+++ Passage provided

Air Force Space Command provided significant support to coalition forces during the Gulf War, providing communications and navigation through the Defense Satellite Communications System and Global Positioning System. Missile warning against SCUDs was provided by the Defense Support Program and weather forecasting through the Defense Meteorological Support Program. Space forces operations were so decisive that the Gulf War was named the "first space war" by General Merrill McPeak and its status was elevated within the Air Force.

In 1991, Air Force Space Command underwent a major reorganization, inactivating the 9th Space Division and Space Communications Division and replacing it with the 30th Space Wing at Vandenberg AFB and 45th Space Wing at Patrick AFB for space launches. In 1992, it replaced the 1st Space Wing with the 21st Space Wing, the 2d Space Wing with the 50th Space Wing, and inactivated the 3d Space Support Group. In 1993, Air Force Space Command was assigned responsibility for intercontinental ballistic missiles. It centralized its space forces under the Fourteenth Air Force and its missile forces under the 20th Air Force, while also activating the Space Warfare Center. In 2001, following the recommendation of the Space Commission, the Space and Missile Systems Center was transferred from Air Force Materiel Command to Air Force Space Command, unifying space acquisitions and operations under the same command. This gave Air Force Space Command a unique status among the other Air Force major commands, as it was the only one to be responsible for its own acquisition. After the September 11 attacks, Air Force Space Command provided space support to the global war on terrorism.

++++++

* _Tasks and exercises_:
[1] Transcribe the Air Force Space Command passage from "Air Force Space Command provided significant" to "the Air Force.".
[2] In the Air Force Space Command passage, which command transferred the Space and Missile Systems Center to Air Force Space Command in 2001?

+++ Extracted material

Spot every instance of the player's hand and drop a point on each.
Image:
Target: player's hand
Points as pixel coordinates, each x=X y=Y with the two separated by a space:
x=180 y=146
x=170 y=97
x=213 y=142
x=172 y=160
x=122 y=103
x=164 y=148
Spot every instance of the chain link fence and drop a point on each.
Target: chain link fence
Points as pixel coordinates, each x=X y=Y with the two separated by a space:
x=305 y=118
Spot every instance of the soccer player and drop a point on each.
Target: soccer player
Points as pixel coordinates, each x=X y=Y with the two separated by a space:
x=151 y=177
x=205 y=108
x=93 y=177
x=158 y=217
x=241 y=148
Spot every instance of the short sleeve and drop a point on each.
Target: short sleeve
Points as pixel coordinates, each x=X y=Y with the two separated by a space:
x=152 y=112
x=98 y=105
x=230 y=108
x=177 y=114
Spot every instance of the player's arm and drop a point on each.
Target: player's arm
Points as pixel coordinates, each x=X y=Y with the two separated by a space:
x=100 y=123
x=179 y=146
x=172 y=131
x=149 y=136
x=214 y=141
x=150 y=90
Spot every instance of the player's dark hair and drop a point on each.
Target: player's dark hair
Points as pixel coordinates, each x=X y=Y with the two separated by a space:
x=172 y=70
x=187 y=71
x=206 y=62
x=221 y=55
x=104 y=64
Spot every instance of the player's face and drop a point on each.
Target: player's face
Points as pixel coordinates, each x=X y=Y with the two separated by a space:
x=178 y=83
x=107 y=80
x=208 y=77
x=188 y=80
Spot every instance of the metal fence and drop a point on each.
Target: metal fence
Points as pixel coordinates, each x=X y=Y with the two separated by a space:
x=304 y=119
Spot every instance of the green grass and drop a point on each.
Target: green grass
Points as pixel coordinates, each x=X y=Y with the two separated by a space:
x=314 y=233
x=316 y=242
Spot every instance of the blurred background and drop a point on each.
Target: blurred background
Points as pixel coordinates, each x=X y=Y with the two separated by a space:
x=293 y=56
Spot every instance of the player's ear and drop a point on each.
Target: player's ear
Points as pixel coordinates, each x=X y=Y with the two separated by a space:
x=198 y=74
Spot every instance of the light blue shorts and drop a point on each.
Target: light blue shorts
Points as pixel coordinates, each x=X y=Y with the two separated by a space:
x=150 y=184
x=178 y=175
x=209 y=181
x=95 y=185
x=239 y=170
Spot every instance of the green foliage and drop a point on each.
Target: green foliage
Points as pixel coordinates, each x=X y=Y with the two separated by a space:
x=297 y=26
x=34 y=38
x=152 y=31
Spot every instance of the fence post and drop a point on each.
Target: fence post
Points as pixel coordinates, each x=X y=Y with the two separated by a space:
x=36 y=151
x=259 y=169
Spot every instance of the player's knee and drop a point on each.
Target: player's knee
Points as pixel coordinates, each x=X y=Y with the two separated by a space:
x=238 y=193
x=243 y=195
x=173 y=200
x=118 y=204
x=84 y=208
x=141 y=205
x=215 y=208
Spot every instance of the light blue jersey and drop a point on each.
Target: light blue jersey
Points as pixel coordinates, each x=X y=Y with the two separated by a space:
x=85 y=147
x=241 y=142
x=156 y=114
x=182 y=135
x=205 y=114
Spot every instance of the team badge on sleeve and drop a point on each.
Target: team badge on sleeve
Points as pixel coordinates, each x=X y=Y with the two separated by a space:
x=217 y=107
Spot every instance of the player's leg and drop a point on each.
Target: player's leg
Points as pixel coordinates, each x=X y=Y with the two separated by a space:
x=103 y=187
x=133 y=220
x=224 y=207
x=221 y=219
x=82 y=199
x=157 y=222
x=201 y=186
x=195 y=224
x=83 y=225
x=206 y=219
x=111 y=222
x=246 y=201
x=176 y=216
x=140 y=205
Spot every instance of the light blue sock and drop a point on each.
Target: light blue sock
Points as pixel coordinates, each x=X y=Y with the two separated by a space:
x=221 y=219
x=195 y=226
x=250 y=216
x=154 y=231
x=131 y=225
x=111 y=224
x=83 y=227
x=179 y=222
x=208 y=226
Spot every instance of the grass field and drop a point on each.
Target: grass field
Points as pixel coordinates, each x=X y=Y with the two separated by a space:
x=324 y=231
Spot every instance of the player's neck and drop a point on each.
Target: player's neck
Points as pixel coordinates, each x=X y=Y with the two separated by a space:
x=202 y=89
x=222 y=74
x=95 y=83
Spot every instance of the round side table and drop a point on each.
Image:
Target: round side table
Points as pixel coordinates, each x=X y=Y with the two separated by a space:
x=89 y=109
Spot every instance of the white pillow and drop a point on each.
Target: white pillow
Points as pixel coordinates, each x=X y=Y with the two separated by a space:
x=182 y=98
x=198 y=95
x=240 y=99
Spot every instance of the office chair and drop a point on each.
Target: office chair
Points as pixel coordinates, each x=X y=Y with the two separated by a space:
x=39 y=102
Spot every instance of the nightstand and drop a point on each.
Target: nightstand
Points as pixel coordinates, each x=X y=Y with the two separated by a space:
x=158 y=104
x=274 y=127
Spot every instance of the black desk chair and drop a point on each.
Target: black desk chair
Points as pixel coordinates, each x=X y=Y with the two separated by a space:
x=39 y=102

++++++

* _Exercise answers_:
[1]
Air Force Space Command provided significant support to coalition forces during the Gulf War, providing communications and navigation through the Defense Satellite Communications System and Global Positioning System. Missile warning against SCUDs was provided by the Defense Support Program and weather forecasting through the Defense Meteorological Support Program. Space forces operations were so decisive that the Gulf War was named the "first space war" by General Merrill McPeak and its status was elevated within the Air Force.

[2] Air Force Materiel Command